Dataset excerpts on object pointing:
* BEGIN *

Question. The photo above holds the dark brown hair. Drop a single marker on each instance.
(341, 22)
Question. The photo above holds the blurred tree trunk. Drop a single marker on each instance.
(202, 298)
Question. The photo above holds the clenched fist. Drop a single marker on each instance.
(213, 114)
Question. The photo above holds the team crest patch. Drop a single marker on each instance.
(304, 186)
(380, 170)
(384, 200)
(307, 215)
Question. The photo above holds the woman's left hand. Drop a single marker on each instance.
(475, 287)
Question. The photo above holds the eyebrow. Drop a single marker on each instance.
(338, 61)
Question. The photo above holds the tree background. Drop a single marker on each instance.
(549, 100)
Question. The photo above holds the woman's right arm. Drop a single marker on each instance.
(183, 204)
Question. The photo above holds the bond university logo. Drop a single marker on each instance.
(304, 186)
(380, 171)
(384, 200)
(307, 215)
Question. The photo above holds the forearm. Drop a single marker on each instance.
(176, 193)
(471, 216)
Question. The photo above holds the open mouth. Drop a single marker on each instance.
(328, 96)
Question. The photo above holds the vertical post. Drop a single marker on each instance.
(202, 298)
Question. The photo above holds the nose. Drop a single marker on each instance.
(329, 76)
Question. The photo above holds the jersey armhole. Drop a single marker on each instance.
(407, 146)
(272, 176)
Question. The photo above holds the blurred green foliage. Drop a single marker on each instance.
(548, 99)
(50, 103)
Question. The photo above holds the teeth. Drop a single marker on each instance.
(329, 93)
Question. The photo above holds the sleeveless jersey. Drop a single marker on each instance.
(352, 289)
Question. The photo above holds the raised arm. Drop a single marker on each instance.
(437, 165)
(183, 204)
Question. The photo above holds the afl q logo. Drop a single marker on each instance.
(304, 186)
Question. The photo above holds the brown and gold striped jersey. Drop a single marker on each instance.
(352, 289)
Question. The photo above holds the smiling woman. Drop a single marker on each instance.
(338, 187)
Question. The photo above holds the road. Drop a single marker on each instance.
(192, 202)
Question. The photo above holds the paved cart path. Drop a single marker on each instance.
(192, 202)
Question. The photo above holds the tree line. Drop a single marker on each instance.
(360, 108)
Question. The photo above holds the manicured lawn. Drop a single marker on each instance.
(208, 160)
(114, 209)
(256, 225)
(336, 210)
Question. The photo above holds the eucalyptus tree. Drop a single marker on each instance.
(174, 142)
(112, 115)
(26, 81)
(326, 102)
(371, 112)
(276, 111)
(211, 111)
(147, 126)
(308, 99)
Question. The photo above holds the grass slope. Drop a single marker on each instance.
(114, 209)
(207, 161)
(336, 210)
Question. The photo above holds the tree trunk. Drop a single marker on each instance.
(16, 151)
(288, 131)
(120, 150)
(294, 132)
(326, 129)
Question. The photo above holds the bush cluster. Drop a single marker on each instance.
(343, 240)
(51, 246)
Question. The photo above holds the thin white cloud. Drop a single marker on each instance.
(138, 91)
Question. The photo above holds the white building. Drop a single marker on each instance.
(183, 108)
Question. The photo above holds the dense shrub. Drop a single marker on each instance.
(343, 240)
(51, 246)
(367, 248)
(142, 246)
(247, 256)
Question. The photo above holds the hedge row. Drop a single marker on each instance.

* END *
* BEGIN *

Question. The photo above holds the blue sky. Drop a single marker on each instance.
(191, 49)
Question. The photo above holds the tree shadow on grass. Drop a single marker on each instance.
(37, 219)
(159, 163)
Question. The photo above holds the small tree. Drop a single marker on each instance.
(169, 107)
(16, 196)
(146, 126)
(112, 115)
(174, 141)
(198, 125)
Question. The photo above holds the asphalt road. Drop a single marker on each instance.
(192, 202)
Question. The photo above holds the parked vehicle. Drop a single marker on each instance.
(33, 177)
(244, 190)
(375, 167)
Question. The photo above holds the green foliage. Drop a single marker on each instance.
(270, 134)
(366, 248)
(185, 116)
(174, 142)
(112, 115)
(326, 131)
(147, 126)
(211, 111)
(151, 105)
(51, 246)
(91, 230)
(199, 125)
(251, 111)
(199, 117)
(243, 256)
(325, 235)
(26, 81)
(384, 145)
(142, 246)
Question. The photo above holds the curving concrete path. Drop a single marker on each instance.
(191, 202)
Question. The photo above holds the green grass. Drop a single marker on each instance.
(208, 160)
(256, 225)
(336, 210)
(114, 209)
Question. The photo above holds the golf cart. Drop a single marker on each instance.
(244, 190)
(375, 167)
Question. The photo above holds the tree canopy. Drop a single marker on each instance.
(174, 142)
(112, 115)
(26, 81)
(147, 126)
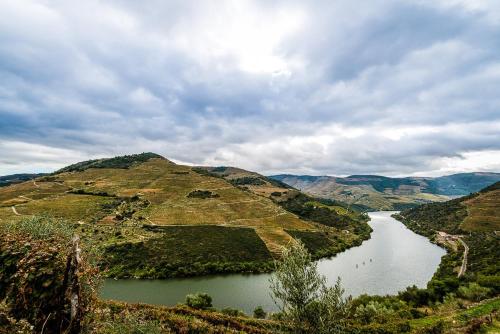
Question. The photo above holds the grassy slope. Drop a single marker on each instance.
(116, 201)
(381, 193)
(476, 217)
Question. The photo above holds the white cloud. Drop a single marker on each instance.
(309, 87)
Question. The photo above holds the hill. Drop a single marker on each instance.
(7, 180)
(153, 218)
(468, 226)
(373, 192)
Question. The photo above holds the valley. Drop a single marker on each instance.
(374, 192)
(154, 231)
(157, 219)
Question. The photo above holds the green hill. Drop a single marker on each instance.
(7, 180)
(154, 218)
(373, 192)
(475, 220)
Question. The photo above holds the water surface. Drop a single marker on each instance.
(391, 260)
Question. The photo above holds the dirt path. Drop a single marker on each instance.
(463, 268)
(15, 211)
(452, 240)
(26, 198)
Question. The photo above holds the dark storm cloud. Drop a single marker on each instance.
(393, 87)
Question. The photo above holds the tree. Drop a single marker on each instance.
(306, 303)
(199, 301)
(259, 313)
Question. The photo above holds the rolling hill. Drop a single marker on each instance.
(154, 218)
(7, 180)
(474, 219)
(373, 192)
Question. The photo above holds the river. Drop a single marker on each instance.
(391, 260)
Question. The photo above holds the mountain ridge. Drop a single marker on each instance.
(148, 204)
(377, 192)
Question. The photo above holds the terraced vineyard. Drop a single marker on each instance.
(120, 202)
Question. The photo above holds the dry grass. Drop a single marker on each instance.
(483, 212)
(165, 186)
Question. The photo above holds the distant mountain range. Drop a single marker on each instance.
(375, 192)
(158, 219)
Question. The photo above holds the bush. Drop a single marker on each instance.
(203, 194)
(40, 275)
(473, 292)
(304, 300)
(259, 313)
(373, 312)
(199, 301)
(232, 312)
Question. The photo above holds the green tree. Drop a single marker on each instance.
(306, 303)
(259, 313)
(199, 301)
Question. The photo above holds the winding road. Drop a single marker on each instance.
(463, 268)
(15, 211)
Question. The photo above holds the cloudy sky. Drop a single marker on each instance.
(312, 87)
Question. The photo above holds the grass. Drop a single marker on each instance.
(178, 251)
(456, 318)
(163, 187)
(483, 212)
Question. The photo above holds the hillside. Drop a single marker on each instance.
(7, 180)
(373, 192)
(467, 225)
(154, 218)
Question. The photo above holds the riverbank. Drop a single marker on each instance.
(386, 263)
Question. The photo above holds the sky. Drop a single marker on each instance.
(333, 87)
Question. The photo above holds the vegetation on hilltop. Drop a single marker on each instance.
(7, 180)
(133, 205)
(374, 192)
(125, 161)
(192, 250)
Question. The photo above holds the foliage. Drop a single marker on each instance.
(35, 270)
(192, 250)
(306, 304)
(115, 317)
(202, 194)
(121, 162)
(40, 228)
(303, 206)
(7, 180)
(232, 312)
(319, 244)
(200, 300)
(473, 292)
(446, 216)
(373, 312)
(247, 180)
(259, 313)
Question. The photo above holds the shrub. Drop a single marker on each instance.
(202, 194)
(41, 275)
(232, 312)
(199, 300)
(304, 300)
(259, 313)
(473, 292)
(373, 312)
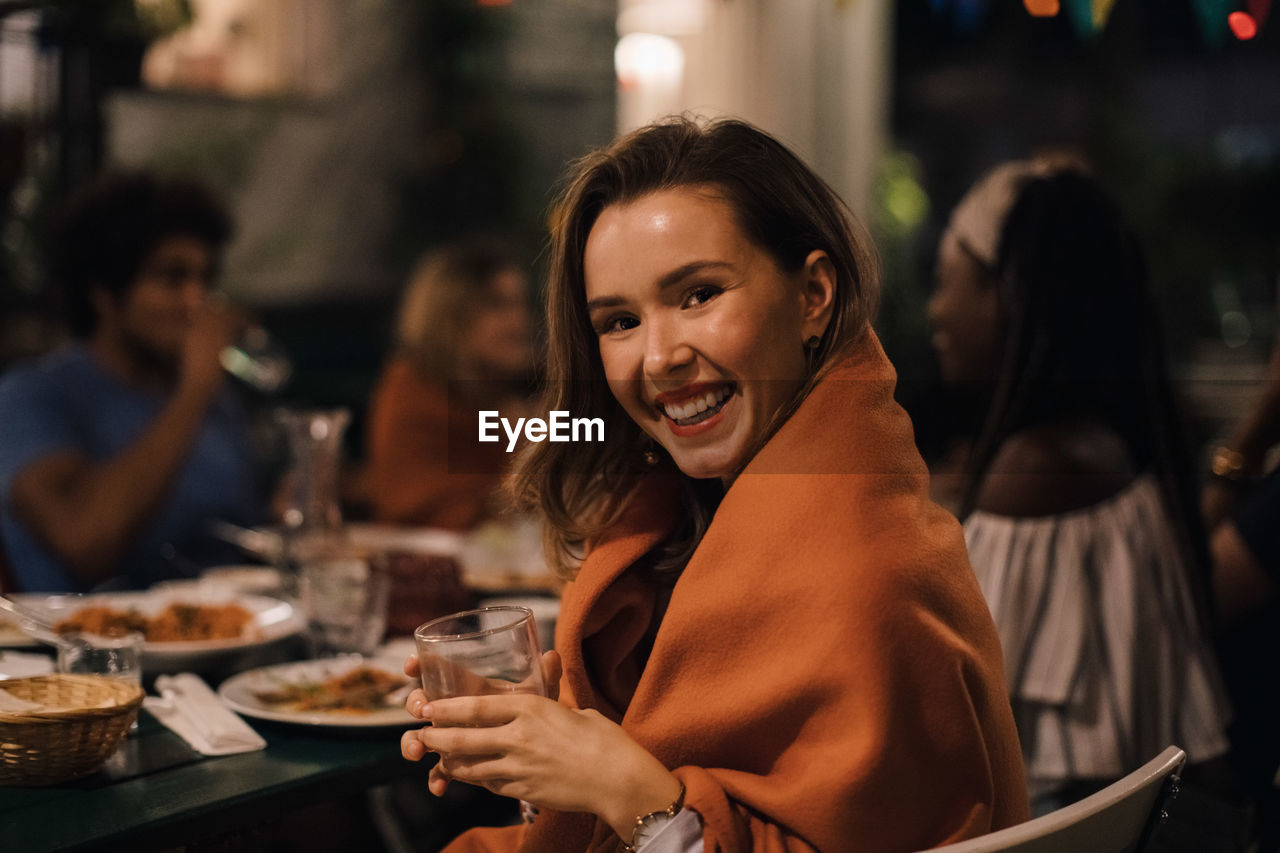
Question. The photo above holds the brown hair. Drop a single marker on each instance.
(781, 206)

* END *
* BEGIN *

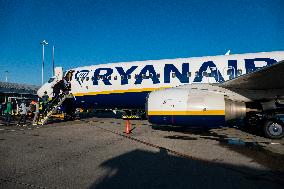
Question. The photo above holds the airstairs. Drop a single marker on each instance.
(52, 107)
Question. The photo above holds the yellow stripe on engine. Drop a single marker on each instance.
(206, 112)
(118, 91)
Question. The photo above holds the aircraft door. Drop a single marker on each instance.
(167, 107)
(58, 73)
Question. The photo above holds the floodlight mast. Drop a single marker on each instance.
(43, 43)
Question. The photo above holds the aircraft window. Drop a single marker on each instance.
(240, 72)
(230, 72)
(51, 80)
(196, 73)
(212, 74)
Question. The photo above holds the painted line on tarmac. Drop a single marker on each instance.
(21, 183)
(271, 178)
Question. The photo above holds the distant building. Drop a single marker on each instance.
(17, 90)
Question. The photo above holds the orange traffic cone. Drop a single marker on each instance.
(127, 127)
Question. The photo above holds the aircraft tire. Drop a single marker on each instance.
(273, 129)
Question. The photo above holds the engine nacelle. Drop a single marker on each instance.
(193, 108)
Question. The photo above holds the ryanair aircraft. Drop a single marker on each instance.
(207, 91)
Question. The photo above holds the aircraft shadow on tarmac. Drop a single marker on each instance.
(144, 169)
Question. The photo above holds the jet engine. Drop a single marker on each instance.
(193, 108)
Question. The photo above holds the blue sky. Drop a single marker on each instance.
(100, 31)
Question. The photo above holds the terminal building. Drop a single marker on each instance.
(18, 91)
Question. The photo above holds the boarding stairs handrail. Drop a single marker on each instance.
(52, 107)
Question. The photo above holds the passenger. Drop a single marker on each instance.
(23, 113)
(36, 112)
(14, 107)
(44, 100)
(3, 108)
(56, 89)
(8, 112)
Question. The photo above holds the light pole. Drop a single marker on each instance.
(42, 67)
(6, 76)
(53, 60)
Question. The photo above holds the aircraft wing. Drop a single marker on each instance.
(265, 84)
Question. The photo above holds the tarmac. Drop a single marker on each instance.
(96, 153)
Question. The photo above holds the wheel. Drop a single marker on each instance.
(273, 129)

* END *

# REQUIRED WORK:
How many lines in the items above contain the string "cart", with case counting? Reply with the number alone.

# THE REPLY:
2